* [GIVEN TEXT]
A few years ago my son traded in his Wii for a PlayStation3. While he was stepping up to higher resolution imagery, I was stepping down to crappier fitness.

Wii Fit, with its robotic, incessant, perfectly-sculpted instructors, had kept me in line since we'd moved and left the home gym behind. Without those memes and their beady little eyes insisting daily that I step on the board so they could monitor my every move, tighten my torso and do five more, I pretty much relaxed my stance, my form and my stamina. Gone was accountability. I was left to the honor system to go for the burn. I leaned more to the chill. My body reflected my relaxed workout. "The change" didn't help either -- with the temperature or my evolving form.

Where once I could watch my calories and fat for a few days and drop five, now I could cleanse for a week, lose that five and gain it back with the first grapefruit. OK, so there were also six pieces of Mozza pizza involved. I was starving, dammit!

Last month, we became the last household in America to make the transition to a flat screen TV while retaining an ancient Marantz receiver, a non Blu-ray DVD/CD player and a VCR (Kidding. Kind of. It's hooked up to the 19-inch picture tube TV in my bedroom). It required a major effort to get the old gazillion-pound Sony dinosaur to the recycler and then get the resurrected vintage components rewired. As a single mom, I hired a highly-skilled techno geek who ever-so-gently and barely condescendingly encouraged me to upgrade to sleeker, superior, this century stuff. Oh yeah? I countered by adding the old Wii Fit to the mix.

* [EXERCISE INPUT]
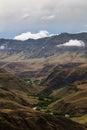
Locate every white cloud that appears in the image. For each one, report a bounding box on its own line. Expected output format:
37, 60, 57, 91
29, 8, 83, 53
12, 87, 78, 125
0, 45, 5, 50
14, 30, 52, 41
41, 15, 56, 20
57, 40, 85, 47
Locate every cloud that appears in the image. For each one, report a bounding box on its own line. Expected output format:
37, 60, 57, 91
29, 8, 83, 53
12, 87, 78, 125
57, 40, 85, 47
0, 0, 87, 38
14, 30, 52, 41
41, 15, 56, 20
0, 45, 5, 50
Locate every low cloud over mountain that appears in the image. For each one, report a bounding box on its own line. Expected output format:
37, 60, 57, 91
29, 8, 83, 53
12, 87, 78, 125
14, 30, 52, 41
57, 40, 85, 47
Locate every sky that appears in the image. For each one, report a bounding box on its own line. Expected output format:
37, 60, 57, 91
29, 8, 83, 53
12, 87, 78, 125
0, 0, 87, 40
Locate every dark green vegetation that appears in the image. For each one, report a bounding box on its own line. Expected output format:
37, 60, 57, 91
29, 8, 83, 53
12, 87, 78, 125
0, 111, 85, 130
0, 69, 85, 130
0, 33, 87, 130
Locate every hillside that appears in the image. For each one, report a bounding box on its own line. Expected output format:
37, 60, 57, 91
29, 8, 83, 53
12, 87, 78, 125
0, 33, 87, 61
0, 68, 85, 130
41, 64, 87, 116
0, 111, 85, 130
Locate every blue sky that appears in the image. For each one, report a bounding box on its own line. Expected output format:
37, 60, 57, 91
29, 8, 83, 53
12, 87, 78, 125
0, 0, 87, 38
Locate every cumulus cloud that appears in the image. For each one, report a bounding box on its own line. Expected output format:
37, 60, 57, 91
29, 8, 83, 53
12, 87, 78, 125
14, 30, 52, 41
57, 40, 85, 47
0, 0, 87, 38
41, 15, 56, 20
0, 45, 5, 50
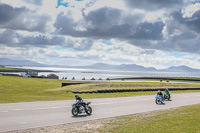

* [TASK SET]
**1)** In the listing, begin at the line that has "Locate every dark" and stop after the line that has "0, 33, 87, 130". Write those lines out again with their requests, adding 145 to each bounding box coordinate in the answers while leaving the sample format lines unchanged.
**2)** Finish out the next part of the essay about Wii Fit, picking up right after its final sentence.
The essay about Wii Fit and the listing have nothing to do with each other.

* [RESULTS OF THE EXERCISE]
**1)**
Locate every dark green vegetation that appears in the image. For each one, report a bounding box on its own line. Expected output format:
37, 60, 57, 91
29, 8, 83, 53
12, 87, 78, 125
145, 256, 230, 275
145, 214, 230, 275
145, 178, 232, 275

**2)**
Modern day flat screens aren't built for history. With a sigh, tech geek recommended an adapter for hooking up the archaic deal to our new TV technology. I waited a week for it to arrive, but then I couldn't get it to work. Nor could my gizmo-savvy kids. I waited another week for said geek to get back to us. Hurry! I can feel my hips widening.

I had tried everything I could think of within minimal effort to fit up. No longer recognizing the girl in the mirror, desperate to regain the figure I'd complained about for years, I was certain the Wii Fit would be my salvation.

Tech geek finally arrived and spent two hours futzing before realizing that the adapter was bogus and an alternate plan was required. I paced like a cougar in heat.

He came up with a plan and offered me a choice. He could either unhook the old DVD player, forcing me to learn to use the PS3 to play movies (yeah, sure, that's gonna happen), or forgo the Wii. I opted for stupid and slim.

Tech geek worked swiftly now as it neared 11. I pulled out the balance board, discovering the battery compartment more corroded than Pamela Anderson's latest marriage.

He instructed me to make a solution of warm water and baking soda as I hacked away at the hardened mess with a steak knife in the other room. Shamefully, I complied as he left and I spent the next hour dabbing away at the rancid battery acid with a Q-tip.

It was after midnight when I finished and set the board down for a test run. The light wouldn't stay on. What?!? I spent the next hour in a sweat, insanely rearranging the batteries. Again and again and again. I must have burned at least 20 calories right there. Despondent that I couldn't get the thing to stay lit, I spent another hour Googling balance board replacements and plotting the best strategy and price. Pissed that our board was shit from neglect -- it's not a frickin' puppy or anything -- by chance, I ran across the online manual. The word "synch" jumped out at me. It has to be synched. Aha! I pushed the synch button on the thing. Nope. I did it again and again and again. Nope. Oh... wait... maybe I have to push something on the console. Yes! That's the ticket.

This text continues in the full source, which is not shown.